'''
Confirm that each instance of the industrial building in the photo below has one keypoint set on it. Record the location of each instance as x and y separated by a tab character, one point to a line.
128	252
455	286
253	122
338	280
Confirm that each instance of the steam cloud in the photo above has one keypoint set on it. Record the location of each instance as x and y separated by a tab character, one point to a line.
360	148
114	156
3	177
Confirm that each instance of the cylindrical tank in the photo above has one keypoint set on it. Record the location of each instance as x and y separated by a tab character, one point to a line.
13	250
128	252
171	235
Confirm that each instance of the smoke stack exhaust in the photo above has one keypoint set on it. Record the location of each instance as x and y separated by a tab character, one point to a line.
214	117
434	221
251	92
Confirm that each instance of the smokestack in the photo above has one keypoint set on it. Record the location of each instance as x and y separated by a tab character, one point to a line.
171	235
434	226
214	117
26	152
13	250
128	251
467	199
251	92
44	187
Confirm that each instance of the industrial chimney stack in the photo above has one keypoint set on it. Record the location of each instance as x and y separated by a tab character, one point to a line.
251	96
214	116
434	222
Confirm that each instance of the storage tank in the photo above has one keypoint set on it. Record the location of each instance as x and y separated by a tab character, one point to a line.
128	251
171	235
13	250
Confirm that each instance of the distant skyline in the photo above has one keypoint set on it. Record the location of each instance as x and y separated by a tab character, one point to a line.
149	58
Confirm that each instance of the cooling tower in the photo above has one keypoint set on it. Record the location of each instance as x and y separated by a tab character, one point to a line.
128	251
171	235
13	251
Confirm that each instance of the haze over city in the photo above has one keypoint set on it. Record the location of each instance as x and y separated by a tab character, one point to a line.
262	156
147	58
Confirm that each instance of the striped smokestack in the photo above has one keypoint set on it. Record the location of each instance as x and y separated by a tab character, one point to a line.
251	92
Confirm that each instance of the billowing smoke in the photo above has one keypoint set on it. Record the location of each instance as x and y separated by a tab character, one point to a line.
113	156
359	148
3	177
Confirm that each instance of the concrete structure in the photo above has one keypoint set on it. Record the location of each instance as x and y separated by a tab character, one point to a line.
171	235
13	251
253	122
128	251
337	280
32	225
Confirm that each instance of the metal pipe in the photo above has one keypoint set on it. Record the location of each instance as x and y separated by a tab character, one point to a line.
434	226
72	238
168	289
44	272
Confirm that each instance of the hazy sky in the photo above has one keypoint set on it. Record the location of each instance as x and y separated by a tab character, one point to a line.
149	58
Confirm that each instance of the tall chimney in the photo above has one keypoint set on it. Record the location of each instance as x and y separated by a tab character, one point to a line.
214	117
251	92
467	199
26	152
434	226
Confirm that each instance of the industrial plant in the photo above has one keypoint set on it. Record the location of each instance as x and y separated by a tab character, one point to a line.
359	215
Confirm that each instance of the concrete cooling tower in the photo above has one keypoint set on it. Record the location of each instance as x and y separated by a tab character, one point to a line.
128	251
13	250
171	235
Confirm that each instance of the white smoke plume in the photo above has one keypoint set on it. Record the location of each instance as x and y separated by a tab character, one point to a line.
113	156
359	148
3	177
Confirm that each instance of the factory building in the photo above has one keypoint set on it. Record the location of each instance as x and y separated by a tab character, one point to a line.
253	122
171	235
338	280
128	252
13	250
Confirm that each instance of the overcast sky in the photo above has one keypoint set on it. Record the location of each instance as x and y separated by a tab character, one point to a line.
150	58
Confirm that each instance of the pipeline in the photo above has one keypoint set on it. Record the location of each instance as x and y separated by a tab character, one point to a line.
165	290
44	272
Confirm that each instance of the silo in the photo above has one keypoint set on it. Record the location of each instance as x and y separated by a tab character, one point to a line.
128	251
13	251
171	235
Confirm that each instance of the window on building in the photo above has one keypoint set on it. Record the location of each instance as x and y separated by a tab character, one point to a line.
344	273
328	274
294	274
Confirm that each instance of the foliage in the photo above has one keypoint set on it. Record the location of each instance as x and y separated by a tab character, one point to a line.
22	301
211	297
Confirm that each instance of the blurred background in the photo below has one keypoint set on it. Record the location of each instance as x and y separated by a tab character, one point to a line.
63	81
'''
**THE REQUEST:** Rewrite the material starting at the line containing "Confirm that each instance of the blurred" and ending at its final line, with every line kept, requests included. Shift each x and y coordinate in the answers by adding 106.

**SOLUTION FOR THIS PROBLEM:**
Confirm that each instance of the blurred background in the photo below has one keypoint set on it. Record the location of each instance as x and y separated by a tab character, one point to a line.
169	187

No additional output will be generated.